### TASK PROMPT
Could you retype the whole listing below, line for line, without changing a single character?

### MATERIAL FOR THIS TASK
══════════

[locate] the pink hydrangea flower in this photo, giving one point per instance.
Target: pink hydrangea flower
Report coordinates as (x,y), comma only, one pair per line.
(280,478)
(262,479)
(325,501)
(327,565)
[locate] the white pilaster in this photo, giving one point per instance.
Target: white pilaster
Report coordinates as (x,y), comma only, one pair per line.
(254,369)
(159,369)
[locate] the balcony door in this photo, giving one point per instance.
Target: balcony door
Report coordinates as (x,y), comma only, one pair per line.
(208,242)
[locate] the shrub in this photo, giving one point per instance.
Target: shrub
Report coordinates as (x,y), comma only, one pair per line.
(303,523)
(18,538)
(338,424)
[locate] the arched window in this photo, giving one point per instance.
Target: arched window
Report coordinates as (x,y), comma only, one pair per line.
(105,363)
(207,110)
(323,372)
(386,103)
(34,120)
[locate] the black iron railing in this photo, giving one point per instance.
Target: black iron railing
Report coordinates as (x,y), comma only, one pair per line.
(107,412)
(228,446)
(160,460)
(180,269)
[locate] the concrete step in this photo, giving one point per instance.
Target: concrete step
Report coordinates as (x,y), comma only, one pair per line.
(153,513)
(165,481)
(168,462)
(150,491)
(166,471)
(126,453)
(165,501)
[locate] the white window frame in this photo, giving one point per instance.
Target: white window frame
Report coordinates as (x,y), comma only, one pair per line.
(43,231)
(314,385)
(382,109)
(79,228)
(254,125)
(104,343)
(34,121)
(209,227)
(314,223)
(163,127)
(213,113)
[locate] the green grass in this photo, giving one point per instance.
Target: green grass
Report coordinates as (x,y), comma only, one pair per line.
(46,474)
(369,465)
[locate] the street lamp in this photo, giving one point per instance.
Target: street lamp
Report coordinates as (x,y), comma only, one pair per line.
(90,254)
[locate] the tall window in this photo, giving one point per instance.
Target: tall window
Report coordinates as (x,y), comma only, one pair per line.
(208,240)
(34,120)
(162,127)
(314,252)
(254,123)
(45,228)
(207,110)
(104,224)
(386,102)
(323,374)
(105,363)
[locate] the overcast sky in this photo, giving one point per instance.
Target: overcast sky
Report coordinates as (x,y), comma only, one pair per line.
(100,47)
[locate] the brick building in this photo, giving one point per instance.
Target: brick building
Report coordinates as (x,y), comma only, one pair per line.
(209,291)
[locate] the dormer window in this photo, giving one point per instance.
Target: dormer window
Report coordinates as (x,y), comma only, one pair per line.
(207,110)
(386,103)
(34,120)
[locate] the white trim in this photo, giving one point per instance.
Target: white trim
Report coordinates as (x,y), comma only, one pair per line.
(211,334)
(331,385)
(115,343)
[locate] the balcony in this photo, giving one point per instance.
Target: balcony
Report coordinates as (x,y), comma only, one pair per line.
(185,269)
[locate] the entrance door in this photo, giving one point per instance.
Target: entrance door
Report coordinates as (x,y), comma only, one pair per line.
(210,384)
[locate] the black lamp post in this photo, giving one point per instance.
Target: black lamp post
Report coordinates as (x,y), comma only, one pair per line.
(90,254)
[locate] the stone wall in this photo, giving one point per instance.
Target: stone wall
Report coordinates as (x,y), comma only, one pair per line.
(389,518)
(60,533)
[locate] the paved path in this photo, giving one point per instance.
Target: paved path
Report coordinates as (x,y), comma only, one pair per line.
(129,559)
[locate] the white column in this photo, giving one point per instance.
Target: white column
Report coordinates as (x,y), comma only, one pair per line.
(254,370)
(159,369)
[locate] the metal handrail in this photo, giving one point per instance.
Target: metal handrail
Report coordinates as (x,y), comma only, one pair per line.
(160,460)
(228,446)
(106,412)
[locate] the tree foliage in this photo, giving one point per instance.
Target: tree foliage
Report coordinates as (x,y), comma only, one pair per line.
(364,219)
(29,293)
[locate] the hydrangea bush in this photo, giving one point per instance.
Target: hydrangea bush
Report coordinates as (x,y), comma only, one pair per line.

══════════

### OUTPUT BELOW
[locate] the pink hydrangea flower in this photo, giving one point per instance.
Target: pink hydrangea flower
Report coordinates as (x,y), comma only, one pair per line.
(280,478)
(262,479)
(325,501)
(327,565)
[locate] the white pilaster in this photo, giving one point per instance.
Target: white pilaster
Report coordinates as (x,y), comma only, one pair per line.
(254,369)
(159,369)
[locate] the balcony door in this photo, giving one point per instance.
Target: balcony door
Report coordinates as (x,y), comma only, one pair per line.
(208,242)
[locate] the shrub in this photo, giving one point per instance.
Target: shrub
Report coordinates as (x,y), comma only, one pair per line.
(303,523)
(18,538)
(338,424)
[locate] the arched window in this photo, giving one point per instance.
Target: arched window
Report coordinates as (x,y), comma only, one pair per line.
(105,363)
(207,110)
(323,372)
(386,103)
(34,120)
[locate] the black iron railing in this photo, giving one point per instance.
Target: black iron railing
Report coordinates as (x,y), comma only, one pair per line.
(107,412)
(228,446)
(160,460)
(180,269)
[locate] the concrete step in this photo, giving one point per instance.
Target: concrete step
Report coordinates as (x,y), comma only, one pair per line.
(153,513)
(165,481)
(168,462)
(150,491)
(166,471)
(126,453)
(165,501)
[locate] the white window frame in this photo, giving one point per instance.
Target: white window frame
Report coordinates as (x,y), comma only, one pair per line.
(43,231)
(314,385)
(382,109)
(79,228)
(254,125)
(104,343)
(34,121)
(209,227)
(314,223)
(163,127)
(213,113)
[locate] the green grass in this photo, giving one point per instance.
Target: green grass
Report coordinates as (x,y), comma only, one pair per line.
(46,474)
(369,465)
[locate] the street lamp in this photo, giving one point per instance.
Target: street lamp
Report coordinates as (x,y), comma only, one pair per line.
(90,254)
[locate] the tall window in this photo, giving one point per instance.
Target: tall window
Report coordinates as (x,y), comma only, one pair per line.
(208,240)
(34,120)
(162,127)
(314,252)
(254,123)
(45,228)
(207,110)
(104,224)
(386,102)
(323,374)
(105,363)
[locate] the overcast sky in this photo, giving one point per instance.
Target: overcast sky
Report coordinates as (x,y), comma only, one pair per line.
(100,47)
[locate] the brick building in this photo, giving one point per instance.
Target: brick building
Report coordinates as (x,y), comma only, one pair per line.
(209,291)
[locate] the dormer window in this photo, giving one point per instance.
Target: dormer window
Report coordinates as (x,y), comma only, one pair per line.
(207,110)
(386,103)
(34,120)
[locate] the white trim in this photo, giving one point per instance.
Target: white trim
Report coordinates as (x,y), comma only, one pair per line.
(211,334)
(331,385)
(115,343)
[locate] the balcony in this photo, giving one point per instance.
Target: balcony
Report coordinates as (x,y), comma only, one pair per line.
(185,269)
[locate] the entrance door in this photo, giving one point per instance.
Target: entrance door
Report coordinates as (x,y), comma only, one pair per line.
(210,384)
[locate] the black lamp post in this photo, giving one point per instance.
Target: black lamp post
Report coordinates as (x,y), comma only, one pair per line.
(90,254)
[locate] the stone wall in this photo, giving one point per instance.
Target: stone wall
Report coordinates as (x,y), comma only, one pair per line.
(389,518)
(60,533)
[locate] the paved path in this photo, giving one point per instance.
Target: paved path
Report coordinates as (x,y), comma only, one pair per line.
(129,559)
[locate] the white column in this photo, giving one point per instance.
Target: white column
Report coordinates as (x,y), comma only, one pair per line.
(254,370)
(159,369)
[locate] the metal handrail in this photo, giving one point per instance.
Target: metal handrail
Report coordinates as (x,y), comma only, one pair per line.
(160,460)
(228,446)
(106,412)
[locate] the tree foliage in this photo, giving one point per instance.
Target: tree foliage
Report coordinates as (x,y), comma only, one pair per line.
(364,219)
(29,293)
[locate] the hydrangea bush in this photo, giving one point per instance.
Target: hydrangea bush
Report coordinates as (x,y), comma only, one pair per line.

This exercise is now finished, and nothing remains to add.